* MATERIAL FOR THIS EXERCISE *
------------------------------

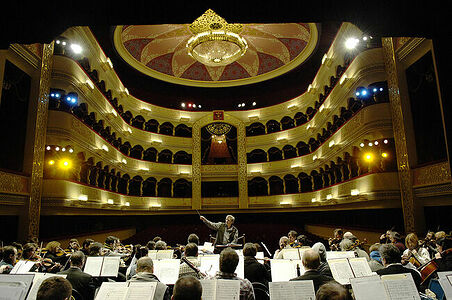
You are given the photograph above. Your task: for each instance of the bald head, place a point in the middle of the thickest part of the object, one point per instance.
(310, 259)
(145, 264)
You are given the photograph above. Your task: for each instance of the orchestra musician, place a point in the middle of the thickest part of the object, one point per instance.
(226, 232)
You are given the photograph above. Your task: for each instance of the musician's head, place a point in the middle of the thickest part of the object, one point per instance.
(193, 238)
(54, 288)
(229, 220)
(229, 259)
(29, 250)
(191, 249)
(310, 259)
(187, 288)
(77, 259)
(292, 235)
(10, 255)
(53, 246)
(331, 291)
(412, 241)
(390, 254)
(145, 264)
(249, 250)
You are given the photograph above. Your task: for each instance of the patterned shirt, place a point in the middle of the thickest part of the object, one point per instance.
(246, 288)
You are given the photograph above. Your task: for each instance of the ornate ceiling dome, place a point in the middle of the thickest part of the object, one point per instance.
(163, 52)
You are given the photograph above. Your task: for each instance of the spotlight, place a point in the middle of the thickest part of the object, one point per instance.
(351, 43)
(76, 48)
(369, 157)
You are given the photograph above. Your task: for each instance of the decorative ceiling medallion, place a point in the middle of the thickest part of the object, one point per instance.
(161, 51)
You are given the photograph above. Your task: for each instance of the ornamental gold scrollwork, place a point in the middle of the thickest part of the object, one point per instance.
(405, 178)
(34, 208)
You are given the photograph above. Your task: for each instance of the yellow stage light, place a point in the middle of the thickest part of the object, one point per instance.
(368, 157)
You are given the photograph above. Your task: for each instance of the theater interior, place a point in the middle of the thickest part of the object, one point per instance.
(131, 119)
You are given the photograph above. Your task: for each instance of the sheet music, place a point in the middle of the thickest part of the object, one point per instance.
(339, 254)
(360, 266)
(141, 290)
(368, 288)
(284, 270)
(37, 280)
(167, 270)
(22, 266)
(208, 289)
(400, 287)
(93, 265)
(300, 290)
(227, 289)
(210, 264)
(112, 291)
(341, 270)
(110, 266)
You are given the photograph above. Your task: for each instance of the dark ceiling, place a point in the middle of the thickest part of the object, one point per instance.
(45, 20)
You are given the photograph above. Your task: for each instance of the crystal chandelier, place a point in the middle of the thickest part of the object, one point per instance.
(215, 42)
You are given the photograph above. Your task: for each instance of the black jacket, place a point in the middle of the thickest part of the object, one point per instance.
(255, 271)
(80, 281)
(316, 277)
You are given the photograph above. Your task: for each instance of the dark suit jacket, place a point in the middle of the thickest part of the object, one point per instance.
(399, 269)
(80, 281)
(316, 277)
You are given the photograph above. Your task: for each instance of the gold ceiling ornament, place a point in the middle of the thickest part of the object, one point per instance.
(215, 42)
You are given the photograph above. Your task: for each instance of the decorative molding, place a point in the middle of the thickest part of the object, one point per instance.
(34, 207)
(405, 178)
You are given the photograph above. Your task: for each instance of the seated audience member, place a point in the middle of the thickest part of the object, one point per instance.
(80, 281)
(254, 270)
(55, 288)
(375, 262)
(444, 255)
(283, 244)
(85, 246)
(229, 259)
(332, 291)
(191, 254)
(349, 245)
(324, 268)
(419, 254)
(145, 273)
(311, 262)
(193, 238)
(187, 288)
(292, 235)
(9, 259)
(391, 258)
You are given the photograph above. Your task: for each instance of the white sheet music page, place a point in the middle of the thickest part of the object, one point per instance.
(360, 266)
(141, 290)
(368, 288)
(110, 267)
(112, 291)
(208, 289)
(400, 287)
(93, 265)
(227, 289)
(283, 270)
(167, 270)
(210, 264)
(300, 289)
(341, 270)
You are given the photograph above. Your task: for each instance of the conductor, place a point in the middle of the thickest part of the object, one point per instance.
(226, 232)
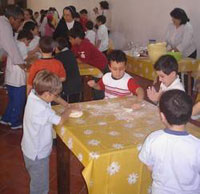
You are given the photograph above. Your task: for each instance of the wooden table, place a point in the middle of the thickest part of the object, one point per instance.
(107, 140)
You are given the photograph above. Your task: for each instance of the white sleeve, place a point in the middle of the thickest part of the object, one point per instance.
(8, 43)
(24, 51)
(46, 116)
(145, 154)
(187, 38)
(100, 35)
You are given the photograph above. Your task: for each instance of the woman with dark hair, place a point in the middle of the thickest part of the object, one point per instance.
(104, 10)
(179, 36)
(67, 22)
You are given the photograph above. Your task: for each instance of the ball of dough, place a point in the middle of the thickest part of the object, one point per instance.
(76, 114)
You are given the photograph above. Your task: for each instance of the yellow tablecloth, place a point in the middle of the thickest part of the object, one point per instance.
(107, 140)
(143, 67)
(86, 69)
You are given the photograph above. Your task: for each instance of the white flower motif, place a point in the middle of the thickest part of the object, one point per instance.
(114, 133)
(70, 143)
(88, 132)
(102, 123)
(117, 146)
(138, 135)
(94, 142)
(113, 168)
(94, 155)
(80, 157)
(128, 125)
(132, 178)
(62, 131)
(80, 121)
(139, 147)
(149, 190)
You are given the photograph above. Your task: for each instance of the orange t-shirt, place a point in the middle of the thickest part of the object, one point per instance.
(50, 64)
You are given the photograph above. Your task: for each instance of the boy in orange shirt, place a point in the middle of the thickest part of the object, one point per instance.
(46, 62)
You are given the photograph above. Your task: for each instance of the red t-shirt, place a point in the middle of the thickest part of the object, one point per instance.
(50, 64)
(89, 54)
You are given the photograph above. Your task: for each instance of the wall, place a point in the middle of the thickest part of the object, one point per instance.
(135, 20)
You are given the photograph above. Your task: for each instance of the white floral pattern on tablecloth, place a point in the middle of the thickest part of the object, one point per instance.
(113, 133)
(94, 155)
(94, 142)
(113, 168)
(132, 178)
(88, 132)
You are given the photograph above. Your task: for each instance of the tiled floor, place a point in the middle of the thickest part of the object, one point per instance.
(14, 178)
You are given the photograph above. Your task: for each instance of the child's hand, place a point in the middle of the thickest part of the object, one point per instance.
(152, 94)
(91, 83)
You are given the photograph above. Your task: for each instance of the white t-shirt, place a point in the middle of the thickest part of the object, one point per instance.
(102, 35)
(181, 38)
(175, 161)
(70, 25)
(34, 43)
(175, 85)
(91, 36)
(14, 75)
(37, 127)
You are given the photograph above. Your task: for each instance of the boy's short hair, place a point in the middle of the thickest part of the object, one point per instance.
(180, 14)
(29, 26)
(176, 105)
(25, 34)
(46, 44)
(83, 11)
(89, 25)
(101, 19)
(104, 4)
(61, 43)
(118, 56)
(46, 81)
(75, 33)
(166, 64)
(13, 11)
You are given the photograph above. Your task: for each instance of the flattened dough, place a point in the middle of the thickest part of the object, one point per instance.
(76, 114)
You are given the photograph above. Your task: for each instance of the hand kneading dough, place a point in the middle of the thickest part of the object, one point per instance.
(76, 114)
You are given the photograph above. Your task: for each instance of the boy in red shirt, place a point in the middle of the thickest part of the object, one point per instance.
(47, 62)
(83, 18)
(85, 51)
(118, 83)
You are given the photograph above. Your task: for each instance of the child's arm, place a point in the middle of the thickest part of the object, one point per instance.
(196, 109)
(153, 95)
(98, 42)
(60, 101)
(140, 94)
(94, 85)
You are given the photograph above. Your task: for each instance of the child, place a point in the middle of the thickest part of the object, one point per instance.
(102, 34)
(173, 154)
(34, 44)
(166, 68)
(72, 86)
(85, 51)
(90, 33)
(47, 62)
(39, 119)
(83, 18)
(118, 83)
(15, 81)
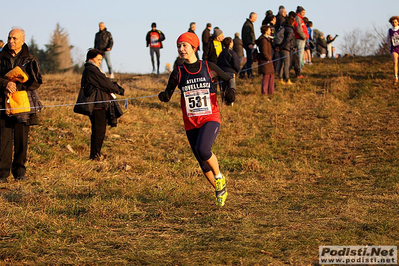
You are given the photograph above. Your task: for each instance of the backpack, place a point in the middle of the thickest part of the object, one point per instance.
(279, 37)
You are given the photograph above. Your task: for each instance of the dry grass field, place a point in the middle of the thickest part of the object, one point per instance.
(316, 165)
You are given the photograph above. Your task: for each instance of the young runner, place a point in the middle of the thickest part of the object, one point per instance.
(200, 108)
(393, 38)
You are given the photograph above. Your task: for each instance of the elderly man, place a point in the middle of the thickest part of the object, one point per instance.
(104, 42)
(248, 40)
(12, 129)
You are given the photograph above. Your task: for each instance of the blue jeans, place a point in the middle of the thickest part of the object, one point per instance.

------------------------------

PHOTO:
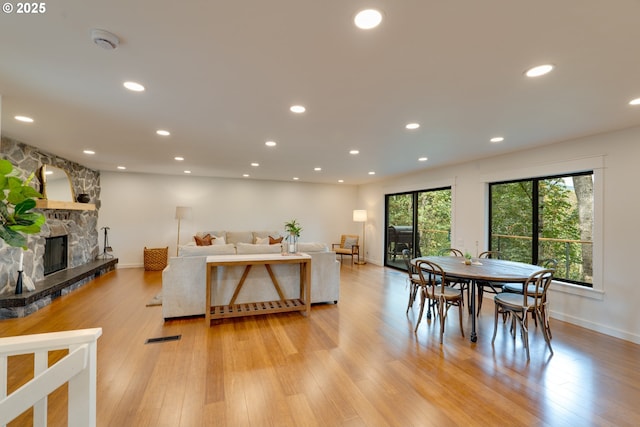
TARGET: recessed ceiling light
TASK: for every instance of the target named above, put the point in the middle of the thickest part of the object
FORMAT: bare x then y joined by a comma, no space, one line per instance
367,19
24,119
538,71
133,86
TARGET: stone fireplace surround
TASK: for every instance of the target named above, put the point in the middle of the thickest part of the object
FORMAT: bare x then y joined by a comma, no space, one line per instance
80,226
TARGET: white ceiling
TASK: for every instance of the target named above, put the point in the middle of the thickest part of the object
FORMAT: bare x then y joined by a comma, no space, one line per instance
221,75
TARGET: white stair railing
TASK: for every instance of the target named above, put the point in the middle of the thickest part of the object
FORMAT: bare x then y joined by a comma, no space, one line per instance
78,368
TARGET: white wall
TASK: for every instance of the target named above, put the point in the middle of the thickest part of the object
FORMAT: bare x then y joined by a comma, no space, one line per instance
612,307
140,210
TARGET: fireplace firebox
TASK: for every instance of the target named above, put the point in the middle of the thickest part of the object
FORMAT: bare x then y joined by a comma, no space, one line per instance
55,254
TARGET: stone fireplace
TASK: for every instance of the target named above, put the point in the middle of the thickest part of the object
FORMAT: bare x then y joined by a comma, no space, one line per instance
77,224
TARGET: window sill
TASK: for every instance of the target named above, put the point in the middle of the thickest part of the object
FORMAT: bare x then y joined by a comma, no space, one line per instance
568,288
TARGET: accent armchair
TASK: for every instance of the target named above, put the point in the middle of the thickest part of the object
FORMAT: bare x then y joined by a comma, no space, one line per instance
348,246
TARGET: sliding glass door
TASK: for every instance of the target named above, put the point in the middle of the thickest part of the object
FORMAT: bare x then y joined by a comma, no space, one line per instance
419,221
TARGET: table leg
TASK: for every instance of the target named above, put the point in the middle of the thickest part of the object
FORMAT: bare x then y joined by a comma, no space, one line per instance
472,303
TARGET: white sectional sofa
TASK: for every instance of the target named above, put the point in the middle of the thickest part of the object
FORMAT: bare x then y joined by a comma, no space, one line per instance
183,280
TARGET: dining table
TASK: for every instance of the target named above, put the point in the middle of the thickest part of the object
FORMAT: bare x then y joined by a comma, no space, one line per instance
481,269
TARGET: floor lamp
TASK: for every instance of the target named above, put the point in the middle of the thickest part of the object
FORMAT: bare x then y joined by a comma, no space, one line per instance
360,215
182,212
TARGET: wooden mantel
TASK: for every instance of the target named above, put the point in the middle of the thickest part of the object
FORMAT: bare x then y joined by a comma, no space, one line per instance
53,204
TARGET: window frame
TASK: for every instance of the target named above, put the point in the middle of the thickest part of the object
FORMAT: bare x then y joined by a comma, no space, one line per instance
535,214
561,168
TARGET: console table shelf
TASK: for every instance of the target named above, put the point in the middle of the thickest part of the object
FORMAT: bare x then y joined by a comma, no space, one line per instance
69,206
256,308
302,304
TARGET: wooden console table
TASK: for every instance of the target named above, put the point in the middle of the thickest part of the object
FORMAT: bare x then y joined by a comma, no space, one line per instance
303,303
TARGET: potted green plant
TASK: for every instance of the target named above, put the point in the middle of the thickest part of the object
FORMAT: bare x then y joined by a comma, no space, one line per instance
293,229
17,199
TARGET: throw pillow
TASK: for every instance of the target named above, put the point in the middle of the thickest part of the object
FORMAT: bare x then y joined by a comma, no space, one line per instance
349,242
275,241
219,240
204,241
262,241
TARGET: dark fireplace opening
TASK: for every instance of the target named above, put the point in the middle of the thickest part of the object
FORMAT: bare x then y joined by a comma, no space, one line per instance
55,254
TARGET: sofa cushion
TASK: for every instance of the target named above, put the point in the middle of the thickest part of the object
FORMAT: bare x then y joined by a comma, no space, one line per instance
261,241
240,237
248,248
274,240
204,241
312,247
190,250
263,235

------------------------------

Report how many lines in the material contain the word "console", writing the number and nothing more.

* WRITTEN ANSWER *
2